Text shown:

>>>

Then, in 1975, the Khmer Rouge seized power. In the course of committing a genocide, the communist regime disappeared Sinn Sisamouth, and banned his music. He has never been seen, or heard from, again.

But his music never died. It lived on brittle records, hidden for generations under floorboards. It lived on scratchy cassettes, passed hand to hand among the diaspora.

It was only decades later that his music was digitised and remastered, and made available on streaming platforms to the likes of me.

When I listen to Sinn Sisamouth, I can’t help but think about how easily we could have lost his masterpieces entirely. And I wonder what else might have been lost that we have not been able to recover.

And then it happened again.

There’s a particular track that I like to play in my car, where I can turn the bass up as high as it goes. I was driving one afternoon and looked for it on Spotify. It was gone, even though the rest of the album was there. 

I looked again on my laptop at home. Nothing. Gone from Spotify. Gone from Apple Music. Gone from YouTube. Like it had never been there in the first place. I started to wonder if I had gone crazy, and maybe imagined the song entirely. And then I started to panic: What if I never heard it again?

<<<

Data records:
>>>

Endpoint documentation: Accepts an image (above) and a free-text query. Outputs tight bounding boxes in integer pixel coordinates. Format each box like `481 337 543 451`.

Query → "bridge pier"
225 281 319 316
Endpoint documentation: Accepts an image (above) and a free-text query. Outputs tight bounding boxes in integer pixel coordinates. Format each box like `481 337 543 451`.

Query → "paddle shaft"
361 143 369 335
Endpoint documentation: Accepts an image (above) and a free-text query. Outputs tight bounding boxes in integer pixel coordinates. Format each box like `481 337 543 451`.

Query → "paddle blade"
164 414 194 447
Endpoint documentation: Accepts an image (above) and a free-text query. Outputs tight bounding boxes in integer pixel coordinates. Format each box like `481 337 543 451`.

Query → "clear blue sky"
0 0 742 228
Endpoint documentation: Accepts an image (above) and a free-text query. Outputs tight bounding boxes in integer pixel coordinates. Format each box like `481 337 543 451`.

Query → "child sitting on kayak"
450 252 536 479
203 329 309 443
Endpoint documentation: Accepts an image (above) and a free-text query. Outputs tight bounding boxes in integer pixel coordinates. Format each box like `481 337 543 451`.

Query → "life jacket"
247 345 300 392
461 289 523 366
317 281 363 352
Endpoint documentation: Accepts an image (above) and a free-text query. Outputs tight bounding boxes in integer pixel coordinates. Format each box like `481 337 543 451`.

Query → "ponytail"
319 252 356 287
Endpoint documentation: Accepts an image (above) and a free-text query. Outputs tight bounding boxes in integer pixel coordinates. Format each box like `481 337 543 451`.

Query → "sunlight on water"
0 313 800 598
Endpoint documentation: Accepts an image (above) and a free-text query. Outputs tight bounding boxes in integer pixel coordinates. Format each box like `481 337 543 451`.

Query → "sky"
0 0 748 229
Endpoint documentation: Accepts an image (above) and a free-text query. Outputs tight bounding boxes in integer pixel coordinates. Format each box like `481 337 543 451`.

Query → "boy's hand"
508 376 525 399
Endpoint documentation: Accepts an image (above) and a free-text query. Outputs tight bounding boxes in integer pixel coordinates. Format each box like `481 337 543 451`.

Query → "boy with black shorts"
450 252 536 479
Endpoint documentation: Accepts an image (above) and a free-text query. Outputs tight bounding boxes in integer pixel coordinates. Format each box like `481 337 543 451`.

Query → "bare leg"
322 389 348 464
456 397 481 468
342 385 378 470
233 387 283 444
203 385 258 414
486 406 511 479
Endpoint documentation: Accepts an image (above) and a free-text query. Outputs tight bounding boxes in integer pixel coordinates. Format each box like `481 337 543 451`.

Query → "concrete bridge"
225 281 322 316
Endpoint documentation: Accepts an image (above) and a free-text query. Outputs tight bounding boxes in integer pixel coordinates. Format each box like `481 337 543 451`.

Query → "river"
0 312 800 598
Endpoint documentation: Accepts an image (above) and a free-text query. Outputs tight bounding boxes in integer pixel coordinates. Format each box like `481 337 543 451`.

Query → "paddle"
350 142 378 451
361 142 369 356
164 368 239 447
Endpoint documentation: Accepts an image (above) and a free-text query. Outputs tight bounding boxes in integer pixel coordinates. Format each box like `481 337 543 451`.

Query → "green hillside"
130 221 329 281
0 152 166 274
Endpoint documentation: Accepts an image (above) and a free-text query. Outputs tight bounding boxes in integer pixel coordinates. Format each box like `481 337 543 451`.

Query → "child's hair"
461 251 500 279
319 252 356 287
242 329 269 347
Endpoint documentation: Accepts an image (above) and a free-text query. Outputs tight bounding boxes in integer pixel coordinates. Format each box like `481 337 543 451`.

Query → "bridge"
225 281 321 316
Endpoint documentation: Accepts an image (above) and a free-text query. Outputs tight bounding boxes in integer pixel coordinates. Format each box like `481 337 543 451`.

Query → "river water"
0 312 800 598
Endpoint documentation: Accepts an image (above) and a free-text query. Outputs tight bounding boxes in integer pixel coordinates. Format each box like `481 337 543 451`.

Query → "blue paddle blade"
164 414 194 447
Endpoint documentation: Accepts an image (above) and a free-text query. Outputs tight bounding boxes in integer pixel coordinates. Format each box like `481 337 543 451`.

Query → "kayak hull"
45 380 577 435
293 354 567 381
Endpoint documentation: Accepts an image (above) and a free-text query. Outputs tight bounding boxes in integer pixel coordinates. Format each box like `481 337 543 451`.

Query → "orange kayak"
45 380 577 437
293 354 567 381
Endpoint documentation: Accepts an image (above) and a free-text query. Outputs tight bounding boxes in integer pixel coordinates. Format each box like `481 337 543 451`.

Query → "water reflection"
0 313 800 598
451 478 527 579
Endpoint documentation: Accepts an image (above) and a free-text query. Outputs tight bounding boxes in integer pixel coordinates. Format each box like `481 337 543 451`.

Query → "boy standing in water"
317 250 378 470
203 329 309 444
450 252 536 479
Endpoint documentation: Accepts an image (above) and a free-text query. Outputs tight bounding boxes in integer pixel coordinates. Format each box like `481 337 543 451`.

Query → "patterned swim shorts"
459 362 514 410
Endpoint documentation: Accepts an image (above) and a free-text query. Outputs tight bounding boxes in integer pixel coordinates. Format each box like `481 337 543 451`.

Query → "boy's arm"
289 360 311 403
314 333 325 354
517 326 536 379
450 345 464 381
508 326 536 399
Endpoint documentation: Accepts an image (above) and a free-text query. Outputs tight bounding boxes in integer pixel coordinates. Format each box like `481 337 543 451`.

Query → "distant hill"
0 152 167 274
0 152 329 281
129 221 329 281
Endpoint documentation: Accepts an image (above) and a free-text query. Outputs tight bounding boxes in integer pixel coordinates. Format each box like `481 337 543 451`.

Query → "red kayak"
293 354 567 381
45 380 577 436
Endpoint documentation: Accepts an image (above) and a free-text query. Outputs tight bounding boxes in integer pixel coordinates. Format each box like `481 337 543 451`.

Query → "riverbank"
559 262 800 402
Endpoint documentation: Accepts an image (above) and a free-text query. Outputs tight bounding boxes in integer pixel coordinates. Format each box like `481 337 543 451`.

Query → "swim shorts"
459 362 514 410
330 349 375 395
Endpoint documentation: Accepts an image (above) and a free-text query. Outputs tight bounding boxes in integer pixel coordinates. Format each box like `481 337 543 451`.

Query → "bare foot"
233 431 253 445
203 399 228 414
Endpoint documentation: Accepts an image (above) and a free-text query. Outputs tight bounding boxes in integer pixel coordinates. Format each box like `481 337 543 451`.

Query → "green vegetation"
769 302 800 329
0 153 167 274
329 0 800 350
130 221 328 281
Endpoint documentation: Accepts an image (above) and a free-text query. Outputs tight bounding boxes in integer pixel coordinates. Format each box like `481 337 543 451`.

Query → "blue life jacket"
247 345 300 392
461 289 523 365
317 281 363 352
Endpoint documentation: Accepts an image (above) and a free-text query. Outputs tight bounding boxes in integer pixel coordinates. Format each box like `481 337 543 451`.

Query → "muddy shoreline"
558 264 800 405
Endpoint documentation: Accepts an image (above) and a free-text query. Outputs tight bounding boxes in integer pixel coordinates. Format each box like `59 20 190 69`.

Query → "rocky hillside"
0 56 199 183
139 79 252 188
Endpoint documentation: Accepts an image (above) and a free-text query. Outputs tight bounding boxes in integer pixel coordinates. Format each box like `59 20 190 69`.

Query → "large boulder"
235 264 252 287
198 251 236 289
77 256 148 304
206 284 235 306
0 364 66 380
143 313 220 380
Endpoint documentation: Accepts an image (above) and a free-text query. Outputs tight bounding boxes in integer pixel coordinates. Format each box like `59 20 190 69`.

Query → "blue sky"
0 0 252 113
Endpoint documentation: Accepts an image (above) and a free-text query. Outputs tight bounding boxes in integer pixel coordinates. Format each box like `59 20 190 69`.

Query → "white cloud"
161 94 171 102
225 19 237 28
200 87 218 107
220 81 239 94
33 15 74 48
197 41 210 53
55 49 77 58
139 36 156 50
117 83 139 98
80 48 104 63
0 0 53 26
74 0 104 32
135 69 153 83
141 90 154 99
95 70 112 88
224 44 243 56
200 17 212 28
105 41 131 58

<<<

Aim:
From the text on Sinn Sisamouth's music, answer each question:
(a) In what year did the Khmer Rouge seize power?
(b) Where were the brittle records holding his music hidden for generations?
(c) Which three services did the missing track turn out to be gone from?
The lines have no role here.

Finished exercise:
(a) 1975
(b) Under floorboards
(c) Spotify, Apple Music and YouTube